══ Texto em estudo ══

Sagasti assume a Presidência do Peru

O centrista Francisco Sagasti assumiu, ontem, a chefia de Estado do Peru — o terceiro a ocupar o cargo de presidente em oito dias de crise política. “Juro pelo país e por todos os peruanos que ocuparei o cargo de presidente”, declarou, em plenário do Congresso, o engenheiro de 76 anos, que governará até 28 de julho de 2021.
Em seguida, ele discursou e pediu “perdão em nome do Estado” às famílias dos dois manifestantes assassinados no sábado, aparentemente pelas mãos da polícia, durante protestos contra o seu efêmero antecessor na presidência, Manuel Merino. “Não podemos trazer esses jovens de volta à vida”, disse o novo presidente sobre Inti Sotelo, 24, e Jack Pintado, 22, cujos pais estiveram presentes na sessão do Congresso.

Pluralismo

Merino, que renunciou no domingo, enfrentou manifestações em massa em seus cinco dias no poder, depois que o Congresso removeu o popular Martín Vizcarra sob acusação de corrupção, em 9 de novembro. Sagasti garantiu que seu governo não será partidário, mas “plural”. O seu sucessor deverá ser escolhido pelos peruanos nas eleições gerais de 11 de abril de 2021. Sagasti prometeu que o pleito será realizado “sem contratempos” e transcorrerá de forma “absolutamente limpa”.

═══
══ Dados fornecidos ══

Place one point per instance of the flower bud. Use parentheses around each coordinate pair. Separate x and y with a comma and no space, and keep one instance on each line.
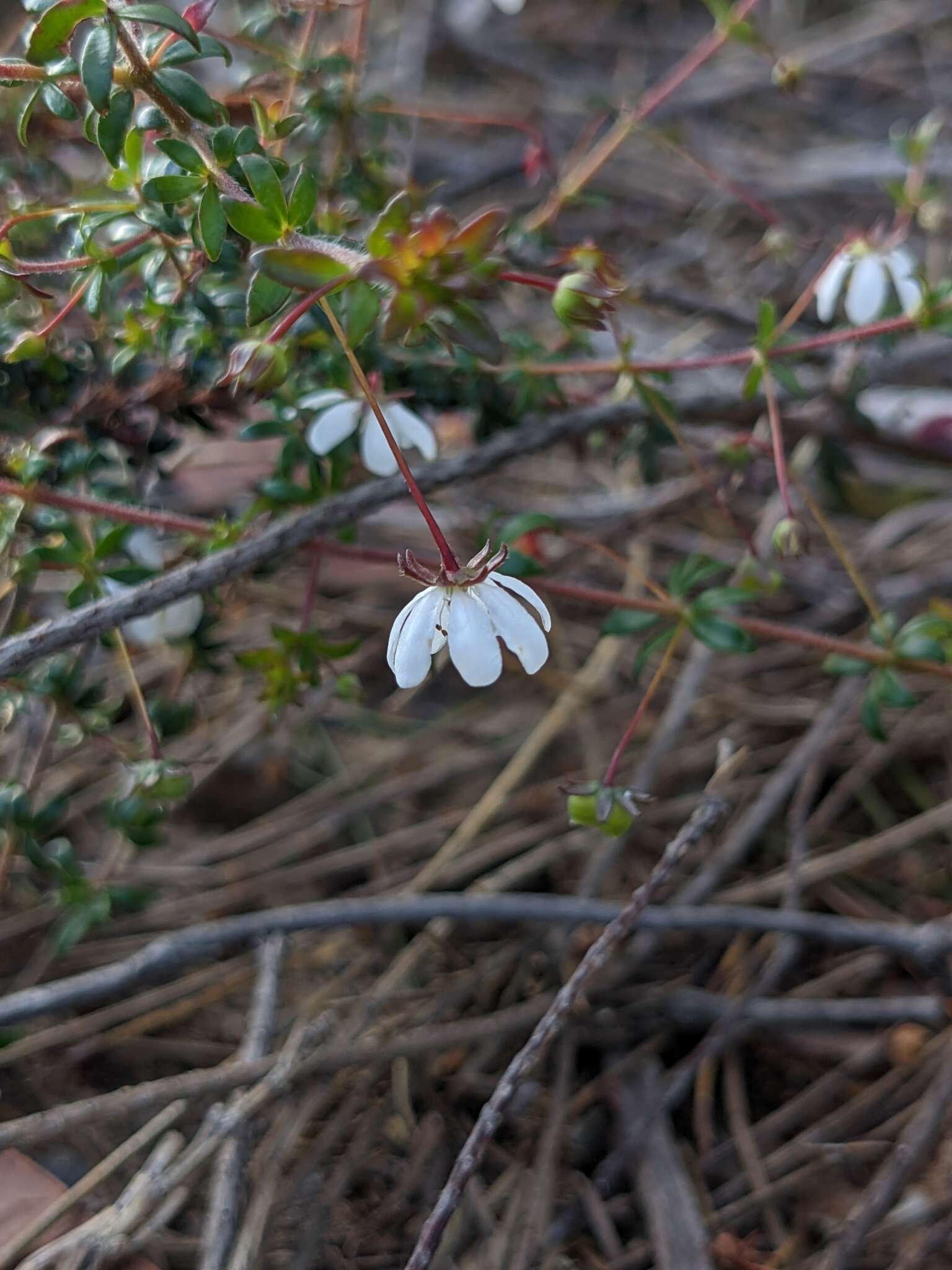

═══

Dê continuidade à notícia sobre a posse de Sagasti, começando logo depois da última frase. Os dados não têm nada a ver com a notícia sobre a posse de Sagasti.

Ele também prometeu fazer o possível “para reduzir os contágios da pandemia da covid-19, mas sem afetar a economia”. O país encontra-se em recessão, depois de um confinamento nacional obrigatório de mais de 100 dias.
O cientista político peruano Augusto Álvarez Rodrich afirmou à agência France-Presse (AFP) que a eleição de Sagasti “ajuda a construir um momento de estabilidade política e econômica, tem boas perspectivas”. A crise foi desatada em 9 de novembro pelo próprio Congresso, quando destituiu, em um julgamento político relâmpago, Martín Vizcarra (centro-direita), acusado de corrupção quando foi governador, em 2014. No dia seguinte, Merino, então presidente do Congresso e também de centro-direita, assumiu o comando do país. Milhares de cidadãos indignados, principalmente jovens, saíram às ruas e protestaram contra o que classificaram de “golpe de Estado”. A bancada do centrista Partido Morado, de Sagasti, foi a única a votar em bloco contra a destituição de Vizcarra.